**ACTIVITY:** Exactly reproduce the lines from the line that has "Would you kindly point at the horse ear" down to the last line of the entries, inclusive.

DATA FOR THE TASK Start Marker

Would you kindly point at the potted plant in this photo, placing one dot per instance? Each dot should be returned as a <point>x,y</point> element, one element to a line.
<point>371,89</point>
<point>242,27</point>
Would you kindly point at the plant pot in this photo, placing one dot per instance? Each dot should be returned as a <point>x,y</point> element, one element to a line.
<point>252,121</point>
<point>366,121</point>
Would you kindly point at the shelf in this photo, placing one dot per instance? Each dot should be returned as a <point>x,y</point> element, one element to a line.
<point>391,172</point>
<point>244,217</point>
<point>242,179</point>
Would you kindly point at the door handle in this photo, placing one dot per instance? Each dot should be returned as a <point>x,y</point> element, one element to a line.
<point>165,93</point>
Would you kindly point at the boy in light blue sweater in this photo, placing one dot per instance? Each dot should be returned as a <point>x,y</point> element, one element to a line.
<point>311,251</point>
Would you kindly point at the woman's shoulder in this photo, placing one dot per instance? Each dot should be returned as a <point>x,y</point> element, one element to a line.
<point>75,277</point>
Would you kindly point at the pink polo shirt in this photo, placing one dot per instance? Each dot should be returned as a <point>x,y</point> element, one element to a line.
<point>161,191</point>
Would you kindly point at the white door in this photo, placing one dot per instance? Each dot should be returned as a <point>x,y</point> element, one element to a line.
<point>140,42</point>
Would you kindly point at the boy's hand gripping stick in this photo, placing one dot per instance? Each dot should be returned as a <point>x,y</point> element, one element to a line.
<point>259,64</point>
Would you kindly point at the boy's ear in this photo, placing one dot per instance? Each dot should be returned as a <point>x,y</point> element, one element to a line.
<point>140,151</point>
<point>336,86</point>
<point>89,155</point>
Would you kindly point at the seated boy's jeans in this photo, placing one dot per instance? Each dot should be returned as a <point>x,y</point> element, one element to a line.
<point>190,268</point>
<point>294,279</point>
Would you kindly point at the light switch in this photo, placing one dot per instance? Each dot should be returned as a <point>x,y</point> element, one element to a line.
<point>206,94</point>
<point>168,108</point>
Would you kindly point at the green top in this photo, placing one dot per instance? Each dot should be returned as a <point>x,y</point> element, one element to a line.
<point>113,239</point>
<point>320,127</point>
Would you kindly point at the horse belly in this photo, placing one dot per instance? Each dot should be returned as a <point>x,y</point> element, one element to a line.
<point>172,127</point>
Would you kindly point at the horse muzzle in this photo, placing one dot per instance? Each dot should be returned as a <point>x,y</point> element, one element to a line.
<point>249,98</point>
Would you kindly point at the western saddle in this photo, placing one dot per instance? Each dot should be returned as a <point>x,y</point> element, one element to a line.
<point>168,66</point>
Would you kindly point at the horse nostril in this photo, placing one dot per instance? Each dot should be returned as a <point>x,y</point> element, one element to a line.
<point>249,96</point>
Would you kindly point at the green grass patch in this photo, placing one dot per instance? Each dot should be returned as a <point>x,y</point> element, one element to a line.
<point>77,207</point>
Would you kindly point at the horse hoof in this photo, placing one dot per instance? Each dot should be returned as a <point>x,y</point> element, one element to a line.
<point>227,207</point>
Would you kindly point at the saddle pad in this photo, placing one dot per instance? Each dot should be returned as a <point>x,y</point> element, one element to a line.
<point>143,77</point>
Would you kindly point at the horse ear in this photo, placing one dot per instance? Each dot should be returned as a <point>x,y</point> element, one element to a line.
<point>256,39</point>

DATA FOR THE TASK End Marker

**ANSWER SPACE:**
Would you kindly point at the horse ear in this photo, placing one dot per instance? Each dot should be returned as a <point>x,y</point> element, one element to a line.
<point>256,39</point>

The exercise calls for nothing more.